FRAGMENTO PROPORCIONADO:
**********
La pared exterior está compuesta de cañas de bambú y da paso al primer espacio de los tres de que consta, la zona de canto y celebraciones. Cubierta de finas cañas entrelazadas –por lo que hay que descalzarse antes de acceder a ella–, esta corona circular se halla separada del segundo espacio, la zona de comunión, por altas paredes de adobe y tres puertas (custodiadas por San Miguel y San Gabriel; San Miguel y San Rafael; y San Miguel y la Virgen), la principal realizada en una sola pieza de ficus vasta, que es original del siglo XVI. Entre esta zona y el corazón de la iglesia, lugar reservado tan solo a los monjes, las paredes, cubiertas por enormes pinturas murales, realizadas sobre lienzos de algodón, y, posteriormente, adosadas a las mismas, se convierten en una verdadera pinacoteca de arte religioso naif. Aunque el monasterio se fundó en el siglo XVI ha sido objetos de reconstrucciones y restauraciones hasta la actualidad. El monje, que nos instruye durante toda la visita, es serio y culto; luce una barba negra bien recortada y unos modales exquisitos.
Describir todas las pinturas requeriría un trabajo exhaustivo y ocuparía al menos un libro en exclusiva, puesto que en ocasiones recuerda a los cómics, sobre todo porque no queda hueco entre las mismas y nos parece estar ante un conjunto ordenado de viñetas –algunas incluyen textos en amárico–. Lo primero que llama la atención es el colorido que utiliza la gama completa de colores, aunque destacan por encima de los demás los rojos guinda o el azul, del azul intenso al azul cobalto. Pero hay bloques en los que merecen la pena detenerse.
La Virgen es la gran
protagonista de buena parte de las pinturas. No en vano, según la leyenda,
Bertre, un hombre bondadoso que inició la construcción, se encontró a tres
demonios disfrazados de santos, quienes le pidieron que le dieran de comer
carne humana. El hombre, incapaz de negarse, les entrega a su hijo y lo prueba
por sugerencia de los demonios. La gente del lugar, enterada de que Bertre
había perdido la memoria y se había convertido en un antropófago, se aleja del
lugar. Pero un día, este se tropieza con un leproso, quien le solicita agua en
nombre de los santos, los arcángeles y, finalmente, de la Virgen. Entonces el
santo varón recupera la memoria. Reza y se lamenta del gran pecado cometido
antes de morir. Es el momento del juicio final; de ahí que aparezca en una de
las pinturas una balanza, en que la sombra de los dedos de la Virgen, inclina
el platillo hacia la salvación. Son preciosos los estampados del manto de
María. El nombre del templo, no por casualidad, se podría traducir como “Vara
de la Virgen”.
**********
POR HACER:
1 - En el fragmento sobre la iglesia del monasterio, ¿de qué está hecha la puerta principal y de qué siglo data?
2 - Retoma el fragmento sobre la iglesia del monasterio y continúalo a partir de su última oración.
**********
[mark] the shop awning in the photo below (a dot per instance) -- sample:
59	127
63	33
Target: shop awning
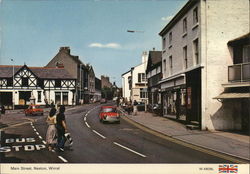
232	96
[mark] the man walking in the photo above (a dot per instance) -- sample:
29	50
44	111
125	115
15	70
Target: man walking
135	107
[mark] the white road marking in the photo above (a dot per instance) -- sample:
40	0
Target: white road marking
87	124
64	160
130	149
99	134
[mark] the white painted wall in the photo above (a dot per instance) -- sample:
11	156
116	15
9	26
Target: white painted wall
220	26
219	22
125	86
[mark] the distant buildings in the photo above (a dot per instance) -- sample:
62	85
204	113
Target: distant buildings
154	75
195	61
204	79
135	82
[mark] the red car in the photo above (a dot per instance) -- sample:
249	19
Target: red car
109	114
34	110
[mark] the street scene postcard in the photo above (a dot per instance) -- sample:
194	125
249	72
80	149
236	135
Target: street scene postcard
124	86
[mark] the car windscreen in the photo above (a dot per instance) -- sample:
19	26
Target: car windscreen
108	110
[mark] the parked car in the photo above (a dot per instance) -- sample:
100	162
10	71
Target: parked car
109	114
103	100
34	110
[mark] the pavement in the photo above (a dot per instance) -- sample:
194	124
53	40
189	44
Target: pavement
228	143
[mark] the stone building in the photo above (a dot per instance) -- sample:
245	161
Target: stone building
154	75
195	60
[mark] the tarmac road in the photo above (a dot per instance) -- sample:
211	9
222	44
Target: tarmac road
95	142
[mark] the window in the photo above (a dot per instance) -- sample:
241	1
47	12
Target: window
185	57
141	77
164	66
25	81
58	98
196	52
170	65
143	92
164	43
170	38
195	16
246	54
39	96
184	25
57	83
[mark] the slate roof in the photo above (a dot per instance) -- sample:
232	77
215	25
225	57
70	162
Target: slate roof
6	71
155	57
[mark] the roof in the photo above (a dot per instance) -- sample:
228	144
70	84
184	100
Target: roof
129	71
245	39
154	59
233	95
6	71
178	16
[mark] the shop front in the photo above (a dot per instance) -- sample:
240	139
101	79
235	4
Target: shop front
174	98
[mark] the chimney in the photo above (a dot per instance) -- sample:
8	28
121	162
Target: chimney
65	49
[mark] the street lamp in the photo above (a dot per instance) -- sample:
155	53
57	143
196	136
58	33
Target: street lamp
13	92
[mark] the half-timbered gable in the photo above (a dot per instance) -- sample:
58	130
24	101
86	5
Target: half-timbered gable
46	85
25	78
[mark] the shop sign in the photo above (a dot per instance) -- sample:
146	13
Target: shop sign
189	97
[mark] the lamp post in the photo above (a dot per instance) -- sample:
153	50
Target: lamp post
13	92
80	81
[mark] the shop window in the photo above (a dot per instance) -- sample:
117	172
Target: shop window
164	43
185	25
196	52
164	66
141	77
58	98
185	57
170	65
170	39
143	92
195	16
25	81
246	54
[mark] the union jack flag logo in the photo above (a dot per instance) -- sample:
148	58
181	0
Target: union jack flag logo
228	168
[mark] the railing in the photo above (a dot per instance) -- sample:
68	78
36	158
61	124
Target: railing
239	72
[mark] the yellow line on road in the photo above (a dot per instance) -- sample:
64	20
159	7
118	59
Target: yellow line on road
15	125
192	146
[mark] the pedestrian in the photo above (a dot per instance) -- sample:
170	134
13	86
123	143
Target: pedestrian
2	109
51	135
135	107
61	128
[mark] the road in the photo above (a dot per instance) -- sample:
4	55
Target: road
95	142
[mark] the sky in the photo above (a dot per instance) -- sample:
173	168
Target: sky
32	31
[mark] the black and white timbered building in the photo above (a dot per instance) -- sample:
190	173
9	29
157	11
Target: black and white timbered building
45	85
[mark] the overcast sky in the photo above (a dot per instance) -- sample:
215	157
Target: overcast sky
32	31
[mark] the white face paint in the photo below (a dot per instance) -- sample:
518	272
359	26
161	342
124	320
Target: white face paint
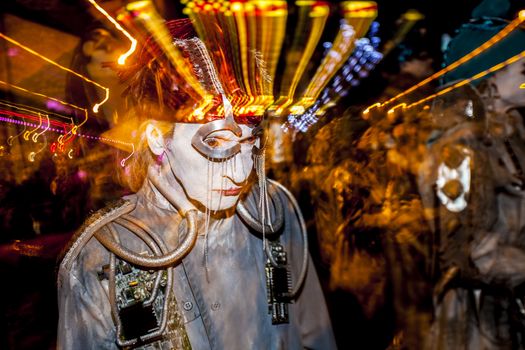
**********
RESULTADOS DEL EJERCICIO:
1 - Está hecha de una sola pieza de ficus vasta y es original del siglo XVI.

2 -
También aparecen escenas
muy vívidas de San Jorge y su lucha contra el demonio/dragón, al que da muerte
con una lanza desde su imponente caballo. Se aprecian los verdes de las escamas
del animal vencido, así como el enjaezado del caballo.
Por último, llaman la
atención escenas de batallas, de caza y de usos cotidianos, así como la
presencia de arcángeles que custodian tanto a la Virgen como las puertas de
acceso al corazón del templo.
Para preservar las pinturas –aunque en algunas se aprecia un deterioro importante– enormes cortinones las salvan de los rayos del sol que se cuelan por entre las cañas de bambú y las puertas cuando estas están abiertas.
En el interior del
tercer reducto, al que tenemos vetada la entrada, se encuentra el tabot, elemento fundamental en la
tradición religiosa etíope y al que dedicaré más especio a su debido tiempo. En
el muro hay tres ventanas de madera muy decoradas, y ahora cerradas, que
representan a la Santísima Trinidad. Sólo se abren para que la gente pueda
observar el interior del Santa Santorum el día 17 de febrero.
El monje, muy
ceremonioso, nos lleva hasta un rincón donde yacen como estatuas sedentes
algunos objetos de la liturgia ortodoxa: un báculo, como símbolo del oficiante
y un enorme tambor que representa el cuerpo de Cristo con diferentes
interpretaciones. Así, el tambor sujetado por encima de los brazos se
identifica con la resurrección; si se cuelga al hombro, se asocia al Vía
Crucis, camino del Calvario; si se deja en el suelo, refleja el acto de
postración. De la misma manera, tienen sentidos simbólicos las partes que lo
componen: el cuero es el sudario, las cuerdas constituiría, según este
paralelismo, el látigo del martirio y, finalmente, el golpeo se traduciría como
los latigazos que Cristo recibió.
Una vez fuera del
templo, nos dirige hacia unas rocas casi planas a las que se les ha practicado
dos agujeros para colgarlas de dos estacas a través de sendas cuerdas. Se trata
de las campanas para reunir a monjes y creyentes. Se las laman comúnmente
“piedras sonoras” por su sonido metálico, aunque se trata de una roca de origen
volcánico, la fonolita. De hecho, parece que alguna de las islas que pueblan el
Tana son los restos de extintos conos volcánicos.
Desde aquí, podemos
observar que la estructura circular del templo se remata en la parte superior
con un círculo labrado de metal del que sobresalen siete huevos de avestruz.
Este acabado está apoyado en un pequeño y abierto cono del que penden cadenitas
acabadas en colgantes como un móvil que el viento mece a su merced.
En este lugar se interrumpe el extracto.